◆ **INSTRUCTIONS TO FOLLOW**: Pull out every line below that contains the string "blue" and copy each one in full. Treat the match as case-sensitive.

--------

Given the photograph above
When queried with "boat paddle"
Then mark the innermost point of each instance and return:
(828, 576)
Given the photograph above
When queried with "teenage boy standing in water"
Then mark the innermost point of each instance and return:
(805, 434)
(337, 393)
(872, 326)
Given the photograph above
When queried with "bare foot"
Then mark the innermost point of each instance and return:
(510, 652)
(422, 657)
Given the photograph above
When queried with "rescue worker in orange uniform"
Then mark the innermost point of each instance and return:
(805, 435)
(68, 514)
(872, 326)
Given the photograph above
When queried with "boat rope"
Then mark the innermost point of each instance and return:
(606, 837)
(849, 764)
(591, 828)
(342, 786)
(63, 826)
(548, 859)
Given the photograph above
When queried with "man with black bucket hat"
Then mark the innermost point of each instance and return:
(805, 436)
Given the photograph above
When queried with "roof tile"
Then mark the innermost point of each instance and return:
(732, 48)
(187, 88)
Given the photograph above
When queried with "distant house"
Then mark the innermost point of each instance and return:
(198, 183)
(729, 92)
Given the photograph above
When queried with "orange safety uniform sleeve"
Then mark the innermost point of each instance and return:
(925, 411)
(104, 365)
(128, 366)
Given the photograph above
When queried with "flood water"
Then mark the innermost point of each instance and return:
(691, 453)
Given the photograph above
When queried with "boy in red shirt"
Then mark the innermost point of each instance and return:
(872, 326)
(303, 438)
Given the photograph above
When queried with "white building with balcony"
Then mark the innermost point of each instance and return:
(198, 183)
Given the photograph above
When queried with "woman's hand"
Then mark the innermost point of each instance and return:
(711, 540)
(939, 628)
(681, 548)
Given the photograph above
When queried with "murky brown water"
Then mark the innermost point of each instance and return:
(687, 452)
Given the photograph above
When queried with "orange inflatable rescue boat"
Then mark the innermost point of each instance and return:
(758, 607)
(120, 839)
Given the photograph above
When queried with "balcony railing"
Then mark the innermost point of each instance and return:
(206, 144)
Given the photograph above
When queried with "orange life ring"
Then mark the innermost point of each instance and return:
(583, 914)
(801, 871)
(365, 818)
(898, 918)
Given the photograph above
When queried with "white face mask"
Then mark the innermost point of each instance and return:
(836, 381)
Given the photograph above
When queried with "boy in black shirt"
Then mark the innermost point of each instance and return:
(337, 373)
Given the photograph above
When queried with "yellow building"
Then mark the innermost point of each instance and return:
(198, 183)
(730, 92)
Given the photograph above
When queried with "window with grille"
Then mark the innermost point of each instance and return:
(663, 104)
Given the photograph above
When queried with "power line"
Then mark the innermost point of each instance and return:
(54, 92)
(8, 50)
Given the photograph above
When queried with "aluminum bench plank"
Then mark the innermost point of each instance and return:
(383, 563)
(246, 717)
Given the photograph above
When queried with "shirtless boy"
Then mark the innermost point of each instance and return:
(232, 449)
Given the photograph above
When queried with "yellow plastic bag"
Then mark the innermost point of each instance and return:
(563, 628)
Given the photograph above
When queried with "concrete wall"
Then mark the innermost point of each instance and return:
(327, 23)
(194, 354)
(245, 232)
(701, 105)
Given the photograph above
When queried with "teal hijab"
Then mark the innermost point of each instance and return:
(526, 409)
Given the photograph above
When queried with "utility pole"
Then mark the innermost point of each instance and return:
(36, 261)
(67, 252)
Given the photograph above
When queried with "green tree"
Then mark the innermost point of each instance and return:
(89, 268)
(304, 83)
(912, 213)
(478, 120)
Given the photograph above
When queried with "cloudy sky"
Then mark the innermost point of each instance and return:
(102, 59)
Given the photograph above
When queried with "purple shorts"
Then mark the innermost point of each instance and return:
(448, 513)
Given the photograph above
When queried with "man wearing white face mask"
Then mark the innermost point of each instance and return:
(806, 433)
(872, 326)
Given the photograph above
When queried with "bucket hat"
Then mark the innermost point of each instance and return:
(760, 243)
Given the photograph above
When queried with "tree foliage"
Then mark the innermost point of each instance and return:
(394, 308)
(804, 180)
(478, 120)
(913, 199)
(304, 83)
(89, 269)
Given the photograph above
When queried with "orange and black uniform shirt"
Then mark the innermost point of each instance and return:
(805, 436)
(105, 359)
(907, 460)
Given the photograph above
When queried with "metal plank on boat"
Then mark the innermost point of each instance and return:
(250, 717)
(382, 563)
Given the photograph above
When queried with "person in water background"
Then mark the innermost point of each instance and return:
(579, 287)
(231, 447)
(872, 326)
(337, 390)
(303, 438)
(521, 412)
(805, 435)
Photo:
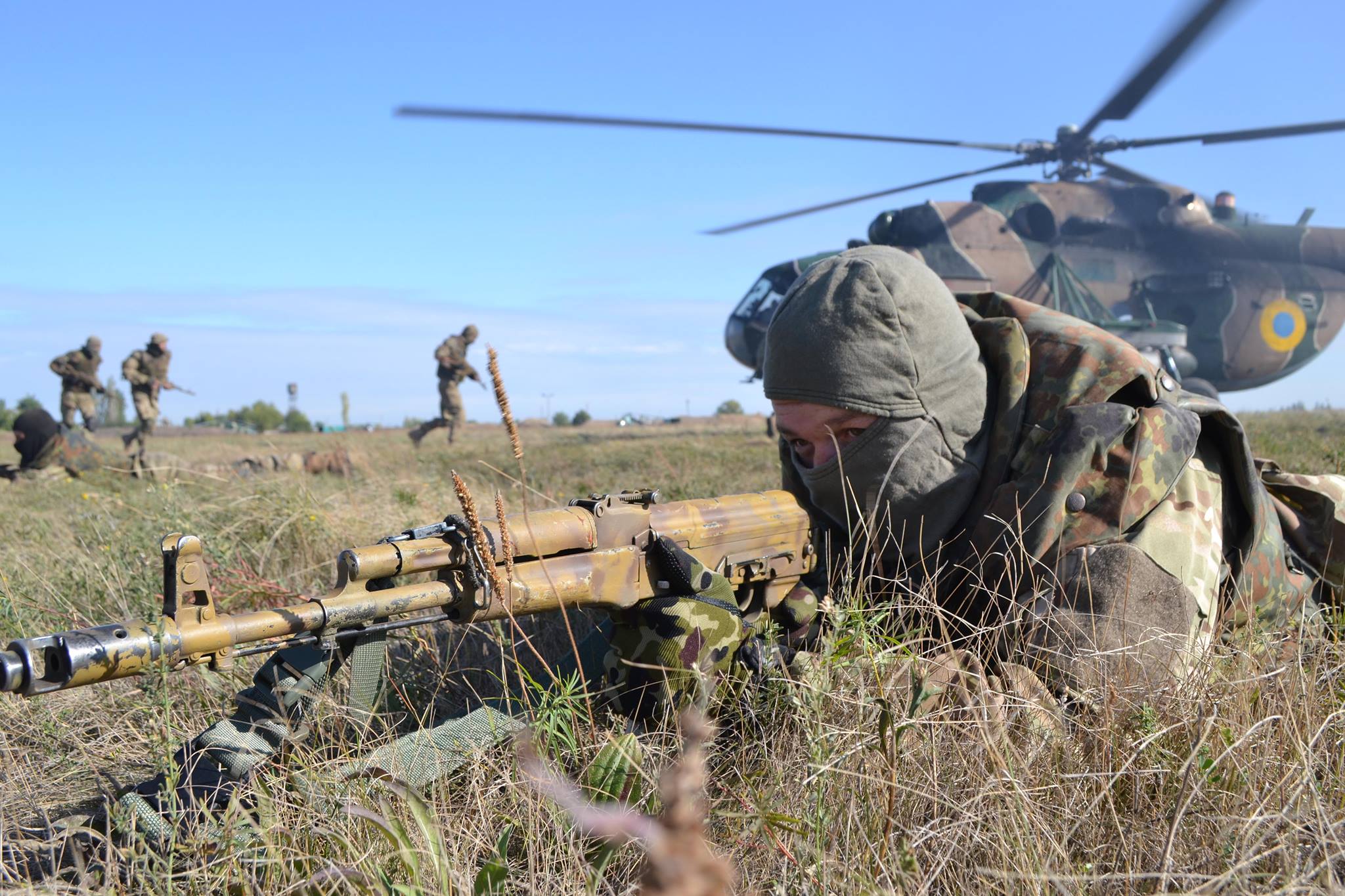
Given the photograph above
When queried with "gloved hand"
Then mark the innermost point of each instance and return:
(663, 648)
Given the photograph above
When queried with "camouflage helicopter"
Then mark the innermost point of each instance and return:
(1215, 297)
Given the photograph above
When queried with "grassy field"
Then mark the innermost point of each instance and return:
(1237, 782)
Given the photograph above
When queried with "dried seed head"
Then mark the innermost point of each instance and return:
(506, 539)
(502, 399)
(474, 523)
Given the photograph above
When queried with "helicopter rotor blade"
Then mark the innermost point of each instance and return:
(1133, 93)
(564, 119)
(798, 213)
(1129, 175)
(1235, 136)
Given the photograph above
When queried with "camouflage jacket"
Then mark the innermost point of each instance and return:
(452, 360)
(78, 371)
(1087, 444)
(142, 370)
(1090, 445)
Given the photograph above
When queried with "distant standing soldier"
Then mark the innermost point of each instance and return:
(452, 370)
(147, 371)
(78, 372)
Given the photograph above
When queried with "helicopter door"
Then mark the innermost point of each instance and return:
(1201, 303)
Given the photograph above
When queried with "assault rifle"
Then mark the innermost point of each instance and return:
(591, 554)
(173, 387)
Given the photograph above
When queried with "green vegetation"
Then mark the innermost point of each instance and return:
(7, 414)
(1234, 782)
(298, 422)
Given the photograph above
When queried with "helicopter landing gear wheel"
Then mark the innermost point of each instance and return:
(1200, 387)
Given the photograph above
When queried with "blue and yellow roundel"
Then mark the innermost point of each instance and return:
(1283, 326)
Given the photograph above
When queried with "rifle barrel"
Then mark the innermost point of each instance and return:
(590, 554)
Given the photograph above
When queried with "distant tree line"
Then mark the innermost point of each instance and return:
(257, 417)
(580, 418)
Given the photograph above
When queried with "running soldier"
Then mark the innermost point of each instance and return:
(78, 372)
(147, 371)
(452, 370)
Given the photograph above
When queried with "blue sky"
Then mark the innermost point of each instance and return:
(233, 175)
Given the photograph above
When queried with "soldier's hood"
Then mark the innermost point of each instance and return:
(38, 429)
(876, 331)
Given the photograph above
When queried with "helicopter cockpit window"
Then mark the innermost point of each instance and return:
(1033, 221)
(1187, 209)
(759, 291)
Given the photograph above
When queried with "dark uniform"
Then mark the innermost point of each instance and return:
(78, 372)
(452, 370)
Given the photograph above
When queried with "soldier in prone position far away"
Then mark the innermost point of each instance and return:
(78, 372)
(51, 452)
(452, 370)
(1059, 517)
(147, 371)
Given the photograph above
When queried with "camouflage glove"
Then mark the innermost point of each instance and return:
(663, 648)
(797, 616)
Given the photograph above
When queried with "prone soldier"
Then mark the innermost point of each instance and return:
(51, 452)
(452, 370)
(78, 372)
(147, 371)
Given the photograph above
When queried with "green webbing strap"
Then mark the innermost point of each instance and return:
(269, 714)
(431, 754)
(366, 662)
(144, 819)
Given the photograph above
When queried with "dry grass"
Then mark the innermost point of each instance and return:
(1235, 782)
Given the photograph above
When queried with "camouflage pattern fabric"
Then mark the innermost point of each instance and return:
(82, 403)
(1090, 441)
(1088, 444)
(452, 370)
(146, 371)
(450, 400)
(666, 648)
(1091, 446)
(452, 360)
(78, 371)
(1312, 515)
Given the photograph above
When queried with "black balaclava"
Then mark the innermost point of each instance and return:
(38, 429)
(876, 331)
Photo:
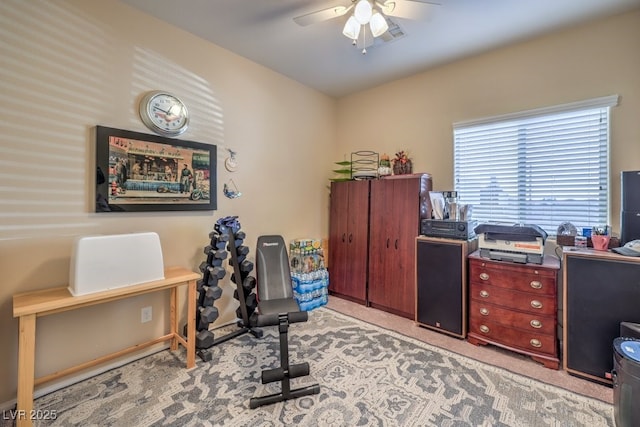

--------

◆ **RESULT OF THE EXERCISE**:
When queried with "blue and yellow roundel"
When queried with "blue sky"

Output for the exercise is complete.